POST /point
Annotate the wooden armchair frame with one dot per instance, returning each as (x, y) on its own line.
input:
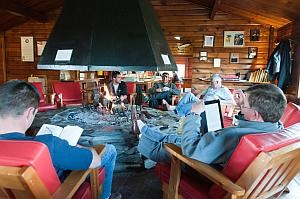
(267, 175)
(24, 182)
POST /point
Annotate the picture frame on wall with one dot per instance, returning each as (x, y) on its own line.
(234, 38)
(252, 52)
(217, 63)
(234, 57)
(40, 45)
(254, 34)
(203, 56)
(208, 41)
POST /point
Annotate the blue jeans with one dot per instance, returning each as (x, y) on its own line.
(184, 106)
(152, 141)
(156, 98)
(108, 161)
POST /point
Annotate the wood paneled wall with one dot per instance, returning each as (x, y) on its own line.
(177, 18)
(192, 23)
(15, 68)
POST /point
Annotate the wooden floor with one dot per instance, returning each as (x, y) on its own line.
(144, 184)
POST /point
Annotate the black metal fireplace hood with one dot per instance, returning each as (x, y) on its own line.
(108, 35)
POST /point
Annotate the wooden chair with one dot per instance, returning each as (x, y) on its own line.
(131, 89)
(68, 93)
(44, 105)
(291, 115)
(26, 171)
(261, 166)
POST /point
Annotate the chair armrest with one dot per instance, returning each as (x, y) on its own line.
(132, 97)
(59, 99)
(204, 169)
(51, 97)
(174, 98)
(76, 178)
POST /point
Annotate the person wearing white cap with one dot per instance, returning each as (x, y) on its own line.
(214, 92)
(217, 90)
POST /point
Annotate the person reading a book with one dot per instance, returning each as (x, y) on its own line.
(261, 108)
(117, 88)
(18, 107)
(217, 91)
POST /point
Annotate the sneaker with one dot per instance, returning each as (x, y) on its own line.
(115, 196)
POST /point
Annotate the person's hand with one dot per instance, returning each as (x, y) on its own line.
(122, 98)
(158, 90)
(239, 97)
(165, 88)
(198, 107)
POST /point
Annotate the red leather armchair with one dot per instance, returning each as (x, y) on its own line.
(291, 115)
(131, 89)
(69, 93)
(26, 171)
(262, 165)
(44, 105)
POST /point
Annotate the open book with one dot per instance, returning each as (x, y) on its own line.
(70, 133)
(214, 115)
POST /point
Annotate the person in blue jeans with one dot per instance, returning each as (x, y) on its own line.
(18, 107)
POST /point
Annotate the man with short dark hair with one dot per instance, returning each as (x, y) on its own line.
(18, 107)
(117, 88)
(163, 91)
(261, 109)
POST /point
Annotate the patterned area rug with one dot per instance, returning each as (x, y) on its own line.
(113, 129)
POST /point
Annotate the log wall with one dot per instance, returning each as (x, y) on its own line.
(177, 18)
(192, 23)
(17, 69)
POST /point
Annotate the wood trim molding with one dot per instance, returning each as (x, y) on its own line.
(214, 9)
(20, 10)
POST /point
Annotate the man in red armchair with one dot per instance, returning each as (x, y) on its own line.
(18, 107)
(261, 109)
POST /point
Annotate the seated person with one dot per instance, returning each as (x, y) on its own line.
(18, 107)
(215, 91)
(117, 88)
(163, 90)
(261, 108)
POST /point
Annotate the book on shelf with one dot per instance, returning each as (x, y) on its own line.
(69, 133)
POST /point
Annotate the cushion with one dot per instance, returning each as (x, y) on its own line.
(249, 147)
(39, 87)
(291, 115)
(71, 91)
(43, 106)
(30, 153)
(84, 191)
(188, 188)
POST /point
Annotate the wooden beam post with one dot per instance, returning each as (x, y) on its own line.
(20, 10)
(214, 9)
(272, 39)
(3, 55)
(296, 58)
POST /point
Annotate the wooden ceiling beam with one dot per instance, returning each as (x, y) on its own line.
(20, 10)
(163, 2)
(264, 20)
(214, 9)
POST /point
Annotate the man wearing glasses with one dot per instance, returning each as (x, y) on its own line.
(261, 109)
(163, 91)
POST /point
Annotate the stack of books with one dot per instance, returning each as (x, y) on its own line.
(259, 76)
(230, 78)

____________________

* **EXERCISE DESCRIPTION**
Exclude the images and output the lines above exactly.

* **RESULT OF THE EXERCISE**
POST /point
Annotate the wooden armchair frame with one dot per instance, returning each as (x, y) on its own line.
input:
(267, 175)
(24, 182)
POST /point
Annotate the picture frame on wall with one dot per instance, returning each as (x, y) on its own line.
(234, 38)
(252, 52)
(217, 63)
(234, 57)
(40, 45)
(254, 34)
(203, 56)
(208, 41)
POST /point
Annotate the blue jeans with one dot per instance, returning each as (x, y) on its own line.
(184, 106)
(152, 141)
(156, 98)
(108, 161)
POST /point
Annotate the wood paneled wall with one dot per instance, returning each as (x, y) on its own line.
(177, 18)
(192, 23)
(15, 68)
POST /point
Annotate the wooden floor with one dot per instance, returning each as (x, y) on its own line.
(144, 184)
POST /point
Annotate the black metal fireplace hood with one dot per instance, returning each as (x, y) on its own line.
(108, 35)
POST /point
Annotate the wooden chair with one dot per instance, returning each as (x, y) on its own line.
(131, 89)
(68, 93)
(44, 105)
(291, 115)
(26, 171)
(261, 166)
POST /point
Annotate the chair armrest with one dot per instance, returning each as (x, y) on its own line.
(132, 97)
(59, 99)
(204, 169)
(51, 97)
(174, 98)
(76, 178)
POST /point
Annotate the person wearing white cap with one dot per instance, returning each as (x, y) on its own line.
(214, 92)
(217, 90)
POST /point
Annotate the person reading a book with one dot per instance, returning each as (x, y) on its own line.
(261, 108)
(117, 88)
(18, 107)
(217, 91)
POST /point
Annotate the sneaker with one dot per instance, returning each as (x, y) on its own line.
(115, 196)
POST /point
Annotate the person's hand with one dot per instance, returning each as (x, y) on its own line.
(122, 98)
(158, 90)
(239, 97)
(165, 88)
(198, 107)
POST /point
Annotate the red leather armchair with one dot per instance, returning each as (x, y) on its own line.
(291, 115)
(131, 89)
(69, 93)
(26, 171)
(262, 165)
(44, 105)
POST /point
Annotate the open book with one dot per instance, returning each as (x, y) on its own line.
(70, 133)
(214, 115)
POST /point
Annotate the person in blue jeans with one dot per instance, returning each as (x, y) on its own line.
(18, 107)
POST /point
Annotate the man with short dark hair with one dot per instance, returning each as (x, y) on its own line.
(18, 107)
(117, 88)
(163, 91)
(261, 109)
POST /point
Annotate the patterned area rug with one dot per instance, returning each as (x, y) on its own line.
(113, 129)
POST /point
Annotate the log wall with one dot per instance, returning each as (x, y) on its own line.
(177, 18)
(192, 23)
(17, 69)
POST /point
Annotate the wood trim molding with one dot per instance, returning each as (x, y) on its own line.
(214, 9)
(20, 10)
POST /point
Annotate the man in red armchair with one dot per instance, returning each as (x, y) on its own line.
(18, 107)
(261, 109)
POST /point
Annotate the seated person with one dot per instance, returning each as (x, y) on its own line.
(18, 107)
(215, 91)
(117, 88)
(163, 90)
(261, 108)
POST /point
Annotate the book on shelf with one dot per instance, returning each as (x, y) on its own line.
(69, 133)
POST /point
Annotate the cushion with one dot per instance, returning each as (x, y) on its own line.
(249, 147)
(39, 87)
(291, 115)
(71, 91)
(43, 106)
(30, 153)
(84, 191)
(188, 188)
POST /point
Annotate the wooden beam post with one dot per instance, returning each as (x, y) on its own line.
(20, 10)
(214, 9)
(272, 39)
(3, 55)
(296, 58)
POST /point
Annotate the wooden ceiling beam with one dot per instance, returning each as (x, y) on its own line.
(20, 10)
(163, 2)
(264, 20)
(214, 9)
POST /point
Annotate the man wearing glasses with one dot per instance, returning each as (x, y) on its own line.
(261, 109)
(163, 91)
POST /point
Annotate the stack of books with one dot per instance, returning each as (x, y) on its own line.
(259, 76)
(230, 78)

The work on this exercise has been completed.